Please reproduce every one of the records below word for word, keeping them in the same order.

--------

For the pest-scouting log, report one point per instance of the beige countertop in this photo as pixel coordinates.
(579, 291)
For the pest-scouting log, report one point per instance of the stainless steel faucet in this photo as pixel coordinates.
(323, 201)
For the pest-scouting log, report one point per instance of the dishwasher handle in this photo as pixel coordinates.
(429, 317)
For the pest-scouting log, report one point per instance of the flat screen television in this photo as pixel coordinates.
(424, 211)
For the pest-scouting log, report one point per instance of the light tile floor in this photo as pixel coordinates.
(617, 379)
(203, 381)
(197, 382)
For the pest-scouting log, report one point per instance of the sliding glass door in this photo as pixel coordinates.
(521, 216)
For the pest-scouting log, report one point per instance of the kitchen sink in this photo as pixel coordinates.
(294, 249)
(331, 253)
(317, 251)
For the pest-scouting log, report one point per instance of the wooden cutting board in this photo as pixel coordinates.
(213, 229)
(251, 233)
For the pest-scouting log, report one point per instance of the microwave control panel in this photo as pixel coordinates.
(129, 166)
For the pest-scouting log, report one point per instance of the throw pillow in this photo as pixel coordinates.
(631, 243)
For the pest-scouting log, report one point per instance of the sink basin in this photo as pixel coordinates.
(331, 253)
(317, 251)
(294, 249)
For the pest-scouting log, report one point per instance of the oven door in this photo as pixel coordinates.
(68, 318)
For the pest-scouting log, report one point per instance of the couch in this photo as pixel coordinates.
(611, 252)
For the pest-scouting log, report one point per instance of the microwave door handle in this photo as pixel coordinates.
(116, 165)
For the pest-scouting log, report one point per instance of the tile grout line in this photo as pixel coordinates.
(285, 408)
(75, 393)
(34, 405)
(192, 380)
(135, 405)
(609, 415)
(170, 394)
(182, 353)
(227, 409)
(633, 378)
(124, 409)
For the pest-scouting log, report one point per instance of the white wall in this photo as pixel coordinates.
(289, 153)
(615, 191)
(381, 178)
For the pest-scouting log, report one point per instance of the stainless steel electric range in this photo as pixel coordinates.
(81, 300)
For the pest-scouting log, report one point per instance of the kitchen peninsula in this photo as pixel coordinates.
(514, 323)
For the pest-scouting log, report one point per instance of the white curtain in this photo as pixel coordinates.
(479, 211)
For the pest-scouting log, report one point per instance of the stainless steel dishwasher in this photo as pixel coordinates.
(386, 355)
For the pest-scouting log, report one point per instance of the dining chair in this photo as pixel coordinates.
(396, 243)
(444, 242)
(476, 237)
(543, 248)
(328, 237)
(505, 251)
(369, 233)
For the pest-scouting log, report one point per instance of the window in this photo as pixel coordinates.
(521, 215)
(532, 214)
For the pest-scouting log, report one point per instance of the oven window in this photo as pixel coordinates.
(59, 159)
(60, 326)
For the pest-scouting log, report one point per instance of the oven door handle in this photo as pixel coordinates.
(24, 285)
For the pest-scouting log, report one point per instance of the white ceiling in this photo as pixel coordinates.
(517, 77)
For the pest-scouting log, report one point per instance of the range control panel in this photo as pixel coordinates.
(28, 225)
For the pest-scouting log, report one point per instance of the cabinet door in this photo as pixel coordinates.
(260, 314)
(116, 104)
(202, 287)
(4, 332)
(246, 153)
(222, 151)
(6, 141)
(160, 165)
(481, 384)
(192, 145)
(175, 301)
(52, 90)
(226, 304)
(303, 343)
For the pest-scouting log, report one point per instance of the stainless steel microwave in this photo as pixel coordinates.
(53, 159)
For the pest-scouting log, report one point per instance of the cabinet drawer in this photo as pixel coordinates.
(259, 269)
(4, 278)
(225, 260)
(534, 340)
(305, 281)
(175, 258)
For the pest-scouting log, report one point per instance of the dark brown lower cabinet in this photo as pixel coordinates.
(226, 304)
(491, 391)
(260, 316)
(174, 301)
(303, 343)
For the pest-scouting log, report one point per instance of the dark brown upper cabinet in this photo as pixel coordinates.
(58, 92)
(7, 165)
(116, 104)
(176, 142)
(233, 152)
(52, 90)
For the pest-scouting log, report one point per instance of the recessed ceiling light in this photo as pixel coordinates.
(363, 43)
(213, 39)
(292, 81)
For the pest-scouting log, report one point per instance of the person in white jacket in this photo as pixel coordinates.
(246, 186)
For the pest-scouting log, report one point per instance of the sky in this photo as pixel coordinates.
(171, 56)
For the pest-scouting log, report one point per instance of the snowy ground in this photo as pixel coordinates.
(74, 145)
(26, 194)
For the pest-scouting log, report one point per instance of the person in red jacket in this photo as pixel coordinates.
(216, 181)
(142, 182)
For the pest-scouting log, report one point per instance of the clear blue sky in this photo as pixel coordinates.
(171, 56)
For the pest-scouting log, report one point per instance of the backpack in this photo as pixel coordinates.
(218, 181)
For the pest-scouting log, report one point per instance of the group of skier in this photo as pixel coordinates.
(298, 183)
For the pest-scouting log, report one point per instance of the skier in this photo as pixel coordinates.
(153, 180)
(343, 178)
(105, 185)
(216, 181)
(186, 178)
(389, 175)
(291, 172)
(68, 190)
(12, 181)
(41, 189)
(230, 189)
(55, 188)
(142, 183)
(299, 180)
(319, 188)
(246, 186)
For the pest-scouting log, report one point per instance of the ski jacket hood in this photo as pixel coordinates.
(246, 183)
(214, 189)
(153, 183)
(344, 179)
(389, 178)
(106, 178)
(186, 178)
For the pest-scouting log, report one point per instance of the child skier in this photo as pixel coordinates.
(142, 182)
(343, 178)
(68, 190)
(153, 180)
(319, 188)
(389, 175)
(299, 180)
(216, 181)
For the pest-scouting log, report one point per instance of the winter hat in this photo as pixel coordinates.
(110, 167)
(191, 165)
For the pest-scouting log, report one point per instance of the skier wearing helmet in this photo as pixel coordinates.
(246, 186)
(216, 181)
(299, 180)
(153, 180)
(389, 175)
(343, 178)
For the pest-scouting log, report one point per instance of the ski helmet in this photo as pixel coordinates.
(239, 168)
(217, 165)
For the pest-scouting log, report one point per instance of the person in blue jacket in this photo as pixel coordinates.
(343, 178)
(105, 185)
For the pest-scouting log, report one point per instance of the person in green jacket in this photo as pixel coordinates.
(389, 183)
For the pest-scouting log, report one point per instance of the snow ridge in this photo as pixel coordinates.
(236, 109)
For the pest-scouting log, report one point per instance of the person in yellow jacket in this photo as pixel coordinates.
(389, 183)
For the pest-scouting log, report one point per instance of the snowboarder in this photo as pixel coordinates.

--------

Correct result:
For the pest-scouting log, report one point per instance of the beige countertop in this photo as pixel coordinates.
(579, 291)
For the pest-scouting log, report one point per instance of the stainless steel faucet in this photo as pixel coordinates.
(323, 201)
For the pest-scouting log, report one point per instance of the dishwasher handle in this photo as pixel coordinates.
(429, 317)
For the pest-scouting log, report one point per instance of the flat screen television in this photo as pixel coordinates.
(424, 211)
For the pest-scouting log, report one point per instance of the light tile floor in this photo as pixel coordinates.
(617, 379)
(203, 381)
(197, 382)
For the pest-scouting log, report one point per instance of the sliding glass door in this photo as pixel coordinates.
(521, 216)
For the pest-scouting log, report one point per instance of the kitchen sink in this photo as pixel coordinates.
(294, 249)
(331, 253)
(317, 251)
For the pest-scouting log, report one point per instance of the wooden cutting board in this photo as pixel coordinates.
(213, 229)
(251, 233)
For the pest-scouting log, report one point per instance of the microwave control panel in this photo as pixel coordinates.
(129, 166)
For the pest-scouting log, report one point per instance of the throw pillow in this photo as pixel coordinates.
(631, 243)
For the pest-scouting log, report one point per instance of the sink basin in this photo as pixel coordinates.
(331, 253)
(317, 251)
(294, 249)
For the pest-scouting log, report one point per instance of the oven door in this photo as pixel coordinates.
(68, 318)
For the pest-scouting log, report one point per instance of the couch in this photo as pixel coordinates.
(611, 252)
For the pest-scouting log, report one point per instance of the microwave door handle in this photo as pixel coordinates.
(116, 165)
For the pest-scouting log, report one point per instance of the tile grout line in this photo as pixel coordinates.
(285, 408)
(75, 393)
(34, 405)
(192, 380)
(135, 405)
(609, 415)
(170, 394)
(182, 353)
(227, 409)
(633, 378)
(124, 409)
For the pest-scouting log, report one point per instance of the white wall in this photo as pixel coordinates.
(289, 153)
(615, 191)
(381, 178)
For the pest-scouting log, report one point per instance of the stainless steel electric range in this photo as pixel coordinates.
(81, 300)
For the pest-scouting log, report one point per instance of the kitchen peninsula in this photo as pixel coordinates.
(514, 323)
For the pest-scouting log, report one point per instance of the white curtain in this photo as pixel coordinates.
(479, 211)
For the pest-scouting log, report one point per instance of the stainless steel dishwasher in this photo as pixel coordinates.
(386, 355)
For the pest-scouting log, report one point per instance of the dining chair in this photo as pixel coordinates.
(396, 243)
(444, 242)
(476, 237)
(543, 248)
(328, 237)
(505, 251)
(369, 233)
For the pest-scouting log, report one point per instance of the window in this photo as pixel coordinates.
(521, 215)
(532, 214)
For the pest-scouting log, report one point per instance of the oven window in this photo as pixel coordinates.
(59, 159)
(60, 326)
For the pest-scouting log, report one point per instance of the oven door handle in this photo as pixel coordinates.
(24, 285)
For the pest-scouting log, report one point per instance of the white ceiling in this photo as pixel coordinates.
(517, 77)
For the pest-scouting log, report one point per instance of the range control panel in this photo as pixel coordinates.
(28, 225)
For the pest-scouting log, report one point per instance of the cabinet door in this photo as pixel coordinates.
(260, 314)
(116, 104)
(202, 287)
(4, 332)
(246, 153)
(222, 151)
(6, 141)
(160, 165)
(481, 384)
(192, 145)
(175, 301)
(52, 90)
(226, 304)
(303, 343)
For the pest-scouting log, report one point per instance of the stainless steel microwave in this photo as pixel coordinates.
(53, 159)
For the pest-scouting log, report one point per instance of the cabinet drawer in this photo as pixel coordinates.
(259, 269)
(4, 278)
(225, 260)
(534, 340)
(305, 281)
(175, 258)
For the pest-scouting log, report one point per instance of the dark brown lower cabinet in this photo as pixel coordinates.
(226, 304)
(491, 391)
(260, 316)
(174, 301)
(303, 343)
For the pest-scouting log, report one point per instance of the dark brown upper cabinet in this photo as pixel coordinates.
(58, 92)
(7, 165)
(116, 104)
(176, 142)
(233, 152)
(52, 90)
For the pest-scouting log, report one point per instance of the recessed ceiling light in this photo as pixel coordinates.
(363, 43)
(213, 39)
(292, 81)
For the pest-scouting log, report one point per instance of the person in white jacket in this photo as pixel coordinates.
(246, 186)
For the pest-scouting log, report one point per instance of the sky in this photo as pixel coordinates.
(171, 56)
For the pest-scouting log, report one point per instance of the snowy ground in this photo as pixel coordinates.
(74, 145)
(26, 194)
For the pest-scouting log, report one point per instance of the person in red jacket in this photo as pixel coordinates.
(216, 181)
(142, 182)
For the pest-scouting log, report one point per instance of the clear blue sky in this photo as pixel coordinates.
(171, 56)
For the pest-scouting log, report one point per instance of the backpack in this photo as pixel coordinates.
(218, 181)
For the pest-scouting log, report one point per instance of the group of skier in this photo as pixel coordinates.
(298, 183)
For the pest-scouting log, report one point per instance of the skier in this photo as pixel coordinates.
(153, 180)
(343, 178)
(105, 185)
(216, 181)
(186, 178)
(389, 175)
(291, 172)
(68, 190)
(12, 181)
(41, 189)
(230, 189)
(55, 188)
(142, 183)
(299, 180)
(319, 188)
(246, 186)
For the pest-scouting log, report one point per instance of the ski jacket hood in this photo as pixel coordinates.
(246, 183)
(214, 189)
(153, 183)
(344, 179)
(389, 178)
(106, 178)
(186, 178)
For the pest-scouting log, report one point per instance of the child skier in this photo as pixel coordinates.
(142, 182)
(343, 178)
(68, 190)
(153, 180)
(319, 188)
(389, 175)
(299, 180)
(216, 181)
For the pest-scouting log, report one point per instance of the winter hat in this photo as pixel coordinates.
(110, 167)
(191, 165)
For the pest-scouting log, report one point per instance of the skier wearing helmet in this photo as pixel coordinates.
(246, 186)
(216, 181)
(299, 180)
(153, 180)
(389, 175)
(343, 178)
For the pest-scouting log, report one point per instance of the ski helmet in this photo as pixel coordinates.
(239, 168)
(217, 165)
For the pest-scouting log, report one point per instance of the person in blue jacket in this photo as pixel coordinates.
(343, 178)
(105, 185)
For the pest-scouting log, report one point per instance of the person in green jacket in this photo as pixel coordinates.
(389, 183)
For the pest-scouting log, report one point per instance of the snow ridge in this photo as pixel coordinates.
(236, 109)
For the pest-scouting log, report one point per instance of the person in yellow jacket in this photo as pixel coordinates.
(389, 183)
For the pest-scouting log, report one point per instance of the snowboarder in this photo as pixel coordinates.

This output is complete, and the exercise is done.